§ Extrait du document
• Israël - Gaza : Un marqueur pour les Forces de Gauche

     Ensemble! Autogestion Emancipation

     

    03 décembre 2023

    Ensemble ! Autogestion et Émancipation

     

    Israël - Gaza :

    Un marqueur pour les Forces de Gauche

     

     

    Nommer les choses

     

    On sait que les guerres liées à la colonisation ont du mal à être nommées, et utilisent souvent des termes euphémisants comme représailles, sécurisation, pacification.

    Il est important de bien nommer les choses : au cœur du conflit Israël/Palestine, il y a la colonisation - avec le sionisme, une colonisation particulière - et ses logiques meurtrières, la mise en place d’un véritable apartheid, encore aggravé par la politique du gouvernement israélien actuel, le plus à droite de l'histoire et composé en partie d'authentiques fascistes.

     

    La guerre en cours n'a en rien commencé le 7 octobre : de manière ouverte ou larvée, elle dure depuis 1948 et la Nakba de manière très asymétrique, entre la résistance palestinienne et la cinquième armée au monde.

    Pour nous, la solidarité avec le peuple palestinien et la résistance palestinienne, armée et non-armée, est un engagement de toujours.

     

    Comme pour l’Algérie en son temps ou l’Afrique du Sud plus récemment, la solidarité internationale a un grand rôle à jouer.

§ Consigne écrite a
Reprenez la liste depuis son début jusqu'à la ligne qui contient « 78), (229, 81)] », celle-ci comprise, en remplaçant « windshield » par « windscreen » sans rien toucher d'autre.

§ Matériel fourni
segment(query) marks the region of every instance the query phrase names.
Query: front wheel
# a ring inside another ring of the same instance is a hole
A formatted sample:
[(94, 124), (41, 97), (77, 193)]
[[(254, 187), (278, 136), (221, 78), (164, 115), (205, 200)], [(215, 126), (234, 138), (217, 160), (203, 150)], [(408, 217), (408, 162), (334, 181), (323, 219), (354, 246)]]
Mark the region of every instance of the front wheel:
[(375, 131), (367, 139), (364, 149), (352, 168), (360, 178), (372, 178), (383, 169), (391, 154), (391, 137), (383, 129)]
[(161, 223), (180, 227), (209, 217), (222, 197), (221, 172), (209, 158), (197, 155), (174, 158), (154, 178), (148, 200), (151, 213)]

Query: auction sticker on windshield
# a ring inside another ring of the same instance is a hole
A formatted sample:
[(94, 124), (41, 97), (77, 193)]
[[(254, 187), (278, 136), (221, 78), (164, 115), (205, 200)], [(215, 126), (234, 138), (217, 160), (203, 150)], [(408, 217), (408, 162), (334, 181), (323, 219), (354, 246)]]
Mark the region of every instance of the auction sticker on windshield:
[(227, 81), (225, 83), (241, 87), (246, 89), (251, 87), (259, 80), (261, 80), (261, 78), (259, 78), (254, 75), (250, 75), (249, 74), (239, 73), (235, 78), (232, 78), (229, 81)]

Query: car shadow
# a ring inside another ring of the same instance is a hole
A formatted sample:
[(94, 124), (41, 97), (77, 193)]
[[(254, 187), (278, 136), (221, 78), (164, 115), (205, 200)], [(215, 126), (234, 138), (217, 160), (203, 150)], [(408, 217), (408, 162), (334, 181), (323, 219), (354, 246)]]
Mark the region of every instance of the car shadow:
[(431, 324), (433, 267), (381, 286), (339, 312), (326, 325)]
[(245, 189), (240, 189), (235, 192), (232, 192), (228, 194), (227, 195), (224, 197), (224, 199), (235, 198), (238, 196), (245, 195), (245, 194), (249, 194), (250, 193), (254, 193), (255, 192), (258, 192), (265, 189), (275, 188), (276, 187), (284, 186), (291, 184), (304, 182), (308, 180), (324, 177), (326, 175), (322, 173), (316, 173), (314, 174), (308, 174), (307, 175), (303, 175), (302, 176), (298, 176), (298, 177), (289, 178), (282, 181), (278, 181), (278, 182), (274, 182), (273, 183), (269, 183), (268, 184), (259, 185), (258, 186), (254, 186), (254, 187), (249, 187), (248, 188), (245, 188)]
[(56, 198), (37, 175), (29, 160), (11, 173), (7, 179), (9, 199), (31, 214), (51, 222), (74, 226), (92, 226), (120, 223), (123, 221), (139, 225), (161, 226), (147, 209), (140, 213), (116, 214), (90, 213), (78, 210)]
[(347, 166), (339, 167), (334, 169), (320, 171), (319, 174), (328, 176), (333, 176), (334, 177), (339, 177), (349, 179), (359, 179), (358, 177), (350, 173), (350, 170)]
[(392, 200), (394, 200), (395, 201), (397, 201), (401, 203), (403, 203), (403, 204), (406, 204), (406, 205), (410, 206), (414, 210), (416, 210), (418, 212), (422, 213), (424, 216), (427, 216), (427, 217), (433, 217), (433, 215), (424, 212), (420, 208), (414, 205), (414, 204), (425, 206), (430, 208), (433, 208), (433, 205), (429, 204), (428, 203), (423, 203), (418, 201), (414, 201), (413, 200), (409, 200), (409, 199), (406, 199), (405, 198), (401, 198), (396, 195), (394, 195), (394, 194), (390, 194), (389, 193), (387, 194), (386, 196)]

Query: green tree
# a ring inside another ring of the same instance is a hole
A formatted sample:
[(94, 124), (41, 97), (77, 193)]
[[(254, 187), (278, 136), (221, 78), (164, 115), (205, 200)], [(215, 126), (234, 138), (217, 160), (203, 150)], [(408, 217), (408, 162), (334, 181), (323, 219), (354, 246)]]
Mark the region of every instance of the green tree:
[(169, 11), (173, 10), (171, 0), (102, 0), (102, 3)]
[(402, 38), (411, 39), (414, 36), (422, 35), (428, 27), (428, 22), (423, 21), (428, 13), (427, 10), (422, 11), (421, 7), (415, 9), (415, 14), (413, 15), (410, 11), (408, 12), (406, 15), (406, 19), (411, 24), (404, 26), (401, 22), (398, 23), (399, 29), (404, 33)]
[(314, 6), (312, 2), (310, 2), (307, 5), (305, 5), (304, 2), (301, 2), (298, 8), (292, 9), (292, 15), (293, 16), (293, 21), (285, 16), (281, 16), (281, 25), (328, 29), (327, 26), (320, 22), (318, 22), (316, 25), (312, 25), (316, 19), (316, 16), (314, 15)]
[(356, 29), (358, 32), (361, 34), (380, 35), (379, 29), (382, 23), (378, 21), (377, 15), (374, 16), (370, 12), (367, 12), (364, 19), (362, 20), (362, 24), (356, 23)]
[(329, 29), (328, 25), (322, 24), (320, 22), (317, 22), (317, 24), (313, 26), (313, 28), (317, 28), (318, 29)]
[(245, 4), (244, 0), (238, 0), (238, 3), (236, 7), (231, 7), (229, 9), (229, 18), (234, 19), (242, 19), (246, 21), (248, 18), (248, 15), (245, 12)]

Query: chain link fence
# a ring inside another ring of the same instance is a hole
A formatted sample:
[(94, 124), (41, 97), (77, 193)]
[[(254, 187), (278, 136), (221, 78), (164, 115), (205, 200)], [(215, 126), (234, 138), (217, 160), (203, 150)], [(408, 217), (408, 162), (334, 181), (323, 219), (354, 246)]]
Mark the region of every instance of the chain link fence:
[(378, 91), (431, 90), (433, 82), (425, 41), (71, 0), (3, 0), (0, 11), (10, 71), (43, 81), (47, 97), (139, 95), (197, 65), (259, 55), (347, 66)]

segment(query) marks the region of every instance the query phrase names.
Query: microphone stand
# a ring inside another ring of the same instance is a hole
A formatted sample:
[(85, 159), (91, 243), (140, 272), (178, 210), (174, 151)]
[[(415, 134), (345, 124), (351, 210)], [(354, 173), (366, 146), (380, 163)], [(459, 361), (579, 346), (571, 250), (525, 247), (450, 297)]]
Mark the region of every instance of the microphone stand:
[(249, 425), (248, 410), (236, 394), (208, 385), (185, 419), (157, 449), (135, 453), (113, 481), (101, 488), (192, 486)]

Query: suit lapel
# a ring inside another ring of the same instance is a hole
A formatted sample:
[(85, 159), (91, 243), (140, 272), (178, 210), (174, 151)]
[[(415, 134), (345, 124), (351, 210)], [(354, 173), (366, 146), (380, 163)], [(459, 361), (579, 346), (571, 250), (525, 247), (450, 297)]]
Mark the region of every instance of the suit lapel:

§ Consigne écrite b
Recopiez à l'identique le passage du texte sur Israël et Gaza qui va de « On sait que » à « représailles, sécurisation, pacification. », ces deux bouts compris.

§ Résultat obtenu a
segment(query) marks the region of every instance the query phrase names.
Query: front wheel
# a ring inside another ring of the same instance is a hole
A formatted sample:
[(94, 124), (41, 97), (77, 193)]
[[(254, 187), (278, 136), (221, 78), (164, 115), (205, 200)], [(215, 126), (234, 138), (217, 160), (203, 150)], [(408, 217), (408, 162), (334, 181), (323, 219), (354, 246)]]
Mark the region of every instance of the front wheel:
[(375, 131), (367, 139), (364, 149), (352, 168), (360, 178), (372, 178), (383, 169), (391, 154), (391, 137), (383, 129)]
[(161, 223), (180, 227), (209, 217), (222, 197), (221, 172), (209, 158), (197, 155), (174, 158), (154, 178), (148, 200), (151, 213)]

Query: auction sticker on windscreen
# a ring inside another ring of the same instance is a hole
A formatted sample:
[(94, 124), (41, 97), (77, 193)]
[[(254, 187), (278, 136), (221, 78), (164, 115), (205, 200)], [(215, 126), (234, 138), (217, 160), (203, 150)], [(408, 217), (408, 162), (334, 181), (323, 219), (354, 246)]]
Mark the region of every instance of the auction sticker on windscreen:
[(227, 81), (225, 83), (241, 87), (246, 89), (251, 87), (259, 80), (261, 80), (261, 78), (259, 78), (254, 75), (250, 75), (249, 74), (239, 73), (235, 78), (232, 78), (229, 81)]

§ Résultat obtenu b
On sait que les guerres liées à la colonisation ont du mal à être nommées, et utilisent souvent des termes euphémisants comme représailles, sécurisation, pacification.